Directions >>
- a) Answer these questions about the passage on the Pope's illness below:
(i) According to the Daily Mail, what did the Pope do in St Peter's Square the day before his illness emerged?
(ii) According to his team, what would he not be doing?
(iii) What did Francis criticize in his Ash Wednesday remarks, and what does he say has amplified it?
- b) Carry on the passage about the Pope's illness below, picking up after its final sentence.

Passage to read >>
________

The Pope’s illness emerged “a day after he kissed heads and touched faces as he met with crowds in St Peter’s Square, saying he had solidarity with those suffering from coronavirus,” the Daily Mail notes. During Wednesday’s event, he could be seen seemingly already in the beginning throes of some kind of illness, the exact nature of which has not been publicly outlined by the Vatican. According to his team, he’d be continuing with plans inside Vatican City, just not traveling across the city.

During his Ash Wednesday remarks, Francis — who has often ended up on the opposite side of President Donald Trump on key social issues — criticized “verbal violence” that he says has gotten “amplified by the internet.” Trump, of course, is certainly an ardent perpetrator of that kind of cyberbullying.

________

Information shown >>
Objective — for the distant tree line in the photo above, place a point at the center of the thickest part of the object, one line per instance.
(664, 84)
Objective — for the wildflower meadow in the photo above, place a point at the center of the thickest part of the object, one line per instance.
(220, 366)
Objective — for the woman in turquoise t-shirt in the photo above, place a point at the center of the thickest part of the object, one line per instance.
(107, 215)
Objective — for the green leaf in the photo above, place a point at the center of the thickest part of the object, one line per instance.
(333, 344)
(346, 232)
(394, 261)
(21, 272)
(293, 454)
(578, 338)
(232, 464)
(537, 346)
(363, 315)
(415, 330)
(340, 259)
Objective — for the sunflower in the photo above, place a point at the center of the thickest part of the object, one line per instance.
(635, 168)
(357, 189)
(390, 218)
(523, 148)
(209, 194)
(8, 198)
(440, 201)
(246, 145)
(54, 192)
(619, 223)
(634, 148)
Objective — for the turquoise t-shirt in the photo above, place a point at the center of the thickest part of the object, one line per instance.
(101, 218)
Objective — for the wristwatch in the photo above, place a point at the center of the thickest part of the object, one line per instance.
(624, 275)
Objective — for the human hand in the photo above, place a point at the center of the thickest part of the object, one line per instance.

________

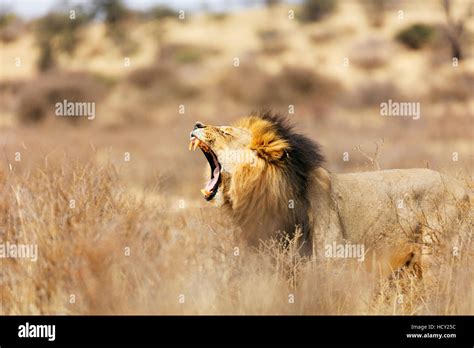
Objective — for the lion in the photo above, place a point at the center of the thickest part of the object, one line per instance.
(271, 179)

________

Answers by item number >>
- a)
(i) He kissed heads and touched faces as he met with crowds, saying he had solidarity with those suffering from coronavirus.
(ii) He would not be traveling across the city, though he would continue with plans inside Vatican City.
(iii) He criticized "verbal violence," which he says has been "amplified by the internet."

- b)
Across the globe, tens of thousands of coronavirus cases have been reported, mostly in China — although just this week, the first community-transmitted case of the virus was reported in the United States. The virus’s so far documented fatality rate is up to the range of 2-3 percent, which is significantly higher than the fatality rate of the common flu — although the flu does claim the lives of many people on a yearly basis anyway. The Trump administration is slowly but surely rolling out a plan for combating the virus in the U.S., which so far includes a request for $2.5 billion in emergency funding.